### Set task
Retype exactly the lines that run from the line with "of the shadow" to the final line of the entries, keeping both ends and nothing else.

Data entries
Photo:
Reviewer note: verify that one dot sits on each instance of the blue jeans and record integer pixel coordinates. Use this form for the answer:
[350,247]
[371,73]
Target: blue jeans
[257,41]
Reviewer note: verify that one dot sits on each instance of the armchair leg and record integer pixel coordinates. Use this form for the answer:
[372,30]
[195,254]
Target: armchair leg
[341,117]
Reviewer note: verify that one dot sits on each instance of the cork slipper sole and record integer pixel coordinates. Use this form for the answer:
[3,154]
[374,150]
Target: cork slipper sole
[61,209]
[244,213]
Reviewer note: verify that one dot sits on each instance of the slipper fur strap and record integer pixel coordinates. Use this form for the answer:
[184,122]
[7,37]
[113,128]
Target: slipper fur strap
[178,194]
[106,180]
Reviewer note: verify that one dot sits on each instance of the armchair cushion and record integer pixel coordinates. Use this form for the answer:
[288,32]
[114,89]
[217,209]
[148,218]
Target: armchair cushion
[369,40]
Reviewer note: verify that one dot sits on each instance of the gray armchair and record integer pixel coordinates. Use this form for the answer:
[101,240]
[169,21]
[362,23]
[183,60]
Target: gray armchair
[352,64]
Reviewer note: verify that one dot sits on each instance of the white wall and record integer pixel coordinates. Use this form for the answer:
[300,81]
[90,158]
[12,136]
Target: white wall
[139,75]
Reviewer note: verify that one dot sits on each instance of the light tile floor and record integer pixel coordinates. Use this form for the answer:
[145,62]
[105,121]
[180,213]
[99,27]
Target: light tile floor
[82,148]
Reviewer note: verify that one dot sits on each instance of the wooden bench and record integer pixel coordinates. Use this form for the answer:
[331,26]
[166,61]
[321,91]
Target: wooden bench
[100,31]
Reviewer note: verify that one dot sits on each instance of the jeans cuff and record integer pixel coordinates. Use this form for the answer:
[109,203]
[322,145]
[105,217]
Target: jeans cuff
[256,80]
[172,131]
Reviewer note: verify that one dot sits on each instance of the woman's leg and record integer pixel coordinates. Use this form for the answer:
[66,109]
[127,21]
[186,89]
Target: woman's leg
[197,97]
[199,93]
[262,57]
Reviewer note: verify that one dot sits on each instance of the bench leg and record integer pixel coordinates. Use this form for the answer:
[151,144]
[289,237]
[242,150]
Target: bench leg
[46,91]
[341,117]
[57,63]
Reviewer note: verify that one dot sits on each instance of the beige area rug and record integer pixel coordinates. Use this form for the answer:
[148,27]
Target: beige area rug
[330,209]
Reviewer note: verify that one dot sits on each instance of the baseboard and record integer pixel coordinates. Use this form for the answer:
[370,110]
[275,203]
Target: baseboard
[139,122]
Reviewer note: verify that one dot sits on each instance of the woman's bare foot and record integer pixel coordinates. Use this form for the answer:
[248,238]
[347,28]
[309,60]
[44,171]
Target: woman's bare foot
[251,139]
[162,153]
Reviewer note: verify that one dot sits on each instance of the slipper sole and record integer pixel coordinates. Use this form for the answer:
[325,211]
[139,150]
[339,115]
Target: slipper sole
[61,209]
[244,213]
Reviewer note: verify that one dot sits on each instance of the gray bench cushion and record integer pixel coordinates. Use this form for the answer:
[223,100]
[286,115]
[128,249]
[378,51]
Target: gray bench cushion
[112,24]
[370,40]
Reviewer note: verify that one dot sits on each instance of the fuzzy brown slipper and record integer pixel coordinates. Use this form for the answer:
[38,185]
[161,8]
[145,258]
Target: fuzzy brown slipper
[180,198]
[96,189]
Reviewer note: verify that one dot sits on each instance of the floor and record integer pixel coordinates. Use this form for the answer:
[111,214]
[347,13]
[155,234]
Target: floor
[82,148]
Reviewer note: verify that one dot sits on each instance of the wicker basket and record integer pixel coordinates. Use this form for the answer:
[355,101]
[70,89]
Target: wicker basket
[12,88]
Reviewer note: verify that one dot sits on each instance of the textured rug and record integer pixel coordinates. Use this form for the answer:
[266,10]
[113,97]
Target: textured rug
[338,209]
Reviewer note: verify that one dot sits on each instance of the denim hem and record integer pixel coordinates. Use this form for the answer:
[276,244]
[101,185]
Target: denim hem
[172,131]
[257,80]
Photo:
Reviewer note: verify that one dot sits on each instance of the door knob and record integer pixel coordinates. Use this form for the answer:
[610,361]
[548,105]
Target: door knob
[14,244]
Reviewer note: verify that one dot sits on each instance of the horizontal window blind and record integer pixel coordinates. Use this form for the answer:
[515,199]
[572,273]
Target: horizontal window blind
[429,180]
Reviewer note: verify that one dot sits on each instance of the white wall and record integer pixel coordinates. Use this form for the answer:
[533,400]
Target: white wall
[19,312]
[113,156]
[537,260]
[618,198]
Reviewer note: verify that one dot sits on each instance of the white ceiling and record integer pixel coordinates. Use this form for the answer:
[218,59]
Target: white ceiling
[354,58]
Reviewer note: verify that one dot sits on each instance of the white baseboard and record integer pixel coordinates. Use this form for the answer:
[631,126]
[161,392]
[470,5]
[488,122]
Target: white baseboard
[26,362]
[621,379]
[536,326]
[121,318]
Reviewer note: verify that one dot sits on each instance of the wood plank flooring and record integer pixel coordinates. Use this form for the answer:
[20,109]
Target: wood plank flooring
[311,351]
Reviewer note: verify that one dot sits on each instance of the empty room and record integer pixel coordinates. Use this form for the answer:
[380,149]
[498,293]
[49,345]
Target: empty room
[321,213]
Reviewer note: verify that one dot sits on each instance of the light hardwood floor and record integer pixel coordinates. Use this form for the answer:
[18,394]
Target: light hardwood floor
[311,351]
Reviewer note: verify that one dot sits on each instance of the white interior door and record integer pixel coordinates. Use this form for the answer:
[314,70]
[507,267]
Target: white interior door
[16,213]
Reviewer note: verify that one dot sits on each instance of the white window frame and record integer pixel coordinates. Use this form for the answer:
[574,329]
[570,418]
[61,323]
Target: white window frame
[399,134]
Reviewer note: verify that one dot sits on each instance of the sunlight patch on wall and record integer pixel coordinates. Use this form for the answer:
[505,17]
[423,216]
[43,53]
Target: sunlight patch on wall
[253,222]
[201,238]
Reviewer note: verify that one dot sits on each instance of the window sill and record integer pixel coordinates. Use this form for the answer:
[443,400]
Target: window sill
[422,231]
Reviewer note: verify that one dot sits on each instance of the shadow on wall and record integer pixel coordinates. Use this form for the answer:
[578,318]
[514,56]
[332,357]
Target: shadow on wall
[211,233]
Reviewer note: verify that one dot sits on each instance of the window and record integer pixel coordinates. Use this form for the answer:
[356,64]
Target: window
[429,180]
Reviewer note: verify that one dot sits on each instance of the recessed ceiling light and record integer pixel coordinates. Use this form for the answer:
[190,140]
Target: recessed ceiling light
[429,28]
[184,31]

### Result of the exercise
Reviewer note: verify that one dot sits on each instance of the shadow on wall and record integer pixel coordinates. Use this form for the answer:
[578,318]
[514,56]
[332,357]
Target: shadow on wall
[211,233]
Reviewer note: verify that one dot sits on each instance of the window and record integer pixel coordinates. Use this form for the answer:
[356,64]
Target: window
[429,180]
Reviewer note: verify that one dot sits on each instance of the recessed ceiling light and record integer pixel coordinates. Use this form for the answer:
[190,140]
Target: recessed ceiling light
[429,28]
[184,31]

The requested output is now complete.